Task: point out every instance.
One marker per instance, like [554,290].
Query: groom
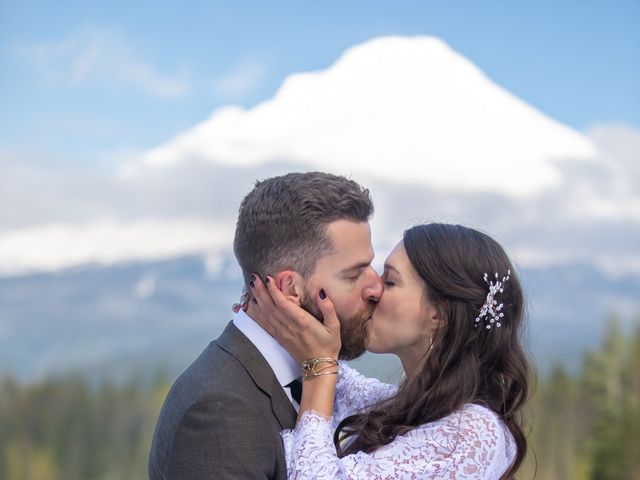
[223,415]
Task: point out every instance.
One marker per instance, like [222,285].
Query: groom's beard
[352,330]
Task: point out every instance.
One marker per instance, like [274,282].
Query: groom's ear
[291,284]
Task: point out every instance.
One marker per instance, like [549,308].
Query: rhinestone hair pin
[491,309]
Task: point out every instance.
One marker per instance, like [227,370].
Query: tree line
[584,425]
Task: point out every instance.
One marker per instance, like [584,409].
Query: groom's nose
[374,287]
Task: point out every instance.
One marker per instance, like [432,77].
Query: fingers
[261,294]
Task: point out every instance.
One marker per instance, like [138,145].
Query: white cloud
[241,79]
[96,56]
[399,109]
[57,246]
[182,198]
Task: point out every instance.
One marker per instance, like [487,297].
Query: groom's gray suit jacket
[222,417]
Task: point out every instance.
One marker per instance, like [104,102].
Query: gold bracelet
[308,376]
[309,366]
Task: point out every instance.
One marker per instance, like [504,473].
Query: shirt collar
[281,362]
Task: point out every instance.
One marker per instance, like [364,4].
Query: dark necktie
[296,390]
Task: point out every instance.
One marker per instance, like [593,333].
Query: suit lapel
[234,342]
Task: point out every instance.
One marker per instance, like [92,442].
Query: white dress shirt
[281,362]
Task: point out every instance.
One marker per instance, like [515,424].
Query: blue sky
[577,61]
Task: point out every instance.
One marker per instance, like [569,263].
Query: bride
[452,311]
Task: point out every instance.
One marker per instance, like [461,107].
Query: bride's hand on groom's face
[299,332]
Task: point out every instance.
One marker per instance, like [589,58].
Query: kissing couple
[274,398]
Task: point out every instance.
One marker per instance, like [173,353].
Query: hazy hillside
[137,318]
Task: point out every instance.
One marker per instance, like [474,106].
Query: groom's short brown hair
[282,221]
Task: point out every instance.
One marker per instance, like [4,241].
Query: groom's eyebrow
[388,266]
[359,266]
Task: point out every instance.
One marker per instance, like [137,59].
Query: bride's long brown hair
[465,364]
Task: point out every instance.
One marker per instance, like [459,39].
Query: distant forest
[584,425]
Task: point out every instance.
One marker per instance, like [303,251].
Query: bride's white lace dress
[472,443]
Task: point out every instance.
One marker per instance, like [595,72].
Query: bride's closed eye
[386,281]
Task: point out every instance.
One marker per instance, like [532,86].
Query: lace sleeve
[469,444]
[355,392]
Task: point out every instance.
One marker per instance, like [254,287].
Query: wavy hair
[465,364]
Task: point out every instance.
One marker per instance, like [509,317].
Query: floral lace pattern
[472,443]
[355,392]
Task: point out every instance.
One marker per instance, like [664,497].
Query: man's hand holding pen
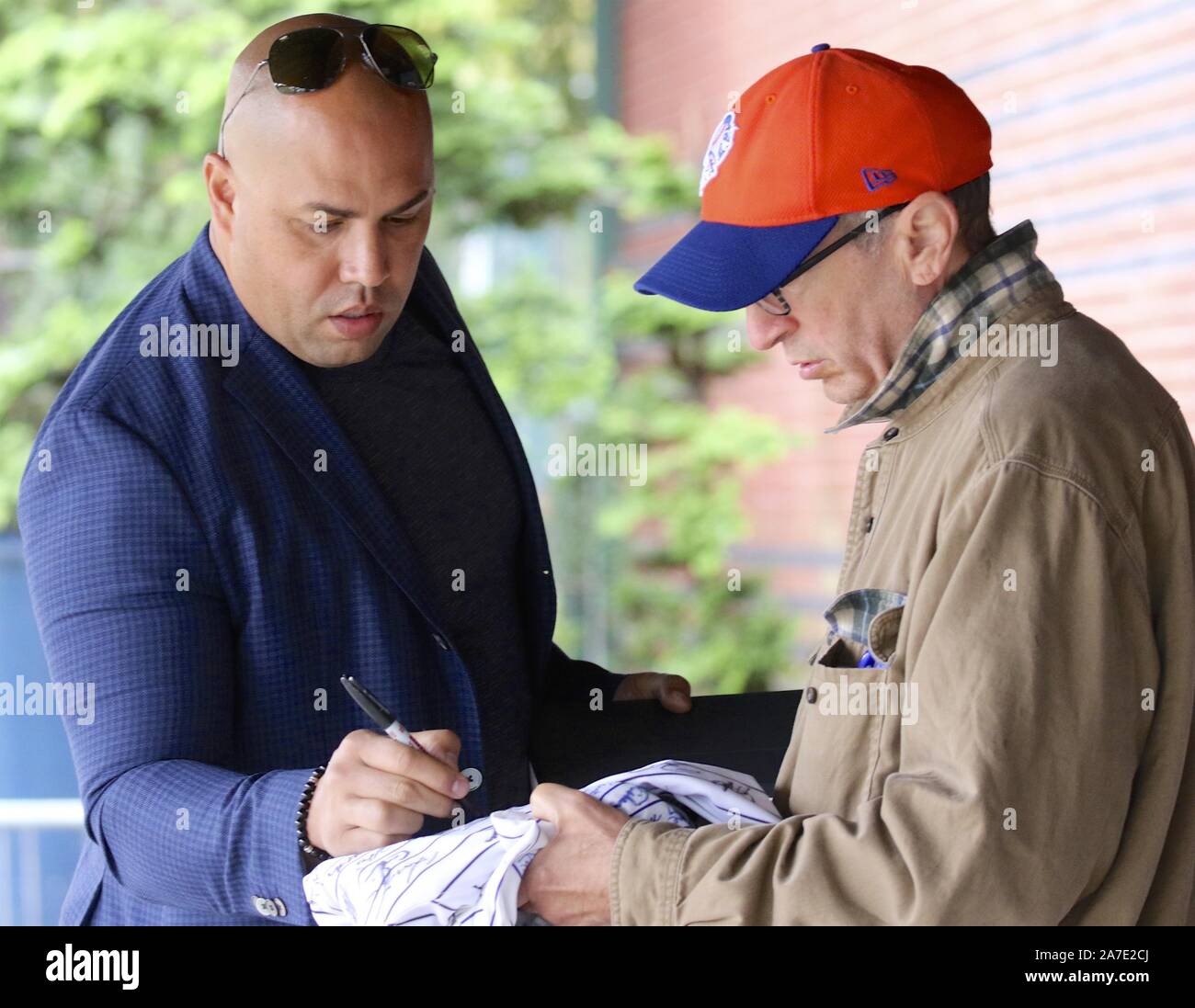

-----

WHAT YOU ARE ASKED TO DO: Repeat the listing word for word, and skip every picture it contains.

REPLY TO THE TASK:
Task: point out every instance.
One marker per instance, like [554,290].
Query: groom
[223,415]
Task: point out every instance.
One marker per instance, like [222,285].
Query: groom's beard
[352,330]
Task: point out every instance.
One marker per instance, like [274,282].
Query: groom's ear
[291,284]
Task: point out every instance.
One marker per instance, like [549,308].
Query: rhinestone hair pin
[491,309]
Task: point out every instance.
One marker per instance, like [227,370].
Query: tree line
[584,425]
Task: point out every instance.
One marker per instance, like [584,409].
Query: groom's nose
[374,287]
Task: point out every instance.
One marker per instance, like [432,77].
Query: fingers
[261,294]
Task: point out every instance.
One marker per instance, like [138,145].
Query: white cloud
[241,79]
[96,56]
[399,109]
[57,246]
[182,198]
Task: point out every instance.
One marker per instance, like [487,297].
Query: groom's gray suit jacket
[222,417]
Task: point out every instance.
One marker per instance, like [104,102].
Query: gold bracelet
[308,376]
[309,366]
Task: point out every instance.
One marker per instance, like [504,473].
Query: shirt collar
[281,362]
Task: point out every instance.
One marker per instance, like [364,4].
Query: dark necktie
[296,390]
Task: point out every instance.
One marker per instance, like [593,333].
Query: suit lapel
[234,342]
Task: point out every instance.
One marker per instance, like [92,442].
Query: white dress shirt
[281,362]
Task: point out every instance.
One marker per instance, like [515,424].
Query: blue sky
[577,61]
Task: point out every instance.
One marker per instance, like [569,263].
Query: bride
[452,311]
Task: point out every instance.
One marker per instance, like [461,107].
Query: bride's hand on groom's face
[299,332]
Task: point out every instance.
One marker per instance, like [589,58].
Query: kissing couple
[274,398]
Task: point out every instance.
One marker per instance, like [173,353].
Query: hazy hillside
[137,318]
Task: point out every instance.
One marker per instance, like [474,106].
Query: groom's short brown hair
[282,221]
Task: point out every instance.
One marker per instance, like [4,241].
Query: groom's eyebrow
[388,266]
[359,266]
Task: point out every instance.
One marker per instance, like [137,59].
Query: bride's long brown hair
[465,364]
Task: point out every instance.
One marker per instance, like [459,39].
Query: distant forest
[584,425]
Task: point out every instance.
One marker per instance, like [303,251].
Query: bride's white lace dress
[472,443]
Task: point out every instance.
One marker per instance, like [595,72].
Query: bride's closed eye
[386,281]
Task: point out every instance.
One marker per instance, like [532,86].
Query: lace sleeve
[469,444]
[355,392]
Task: point out every instance.
One marker per instance, like [254,287].
Query: wavy hair
[465,364]
Task: point out every instance.
One marker per instance, like [509,317].
Query: floral lace pattern
[472,443]
[355,392]
Task: point out every instance.
One marker per instance, like [664,497].
Query: man's hand holding pen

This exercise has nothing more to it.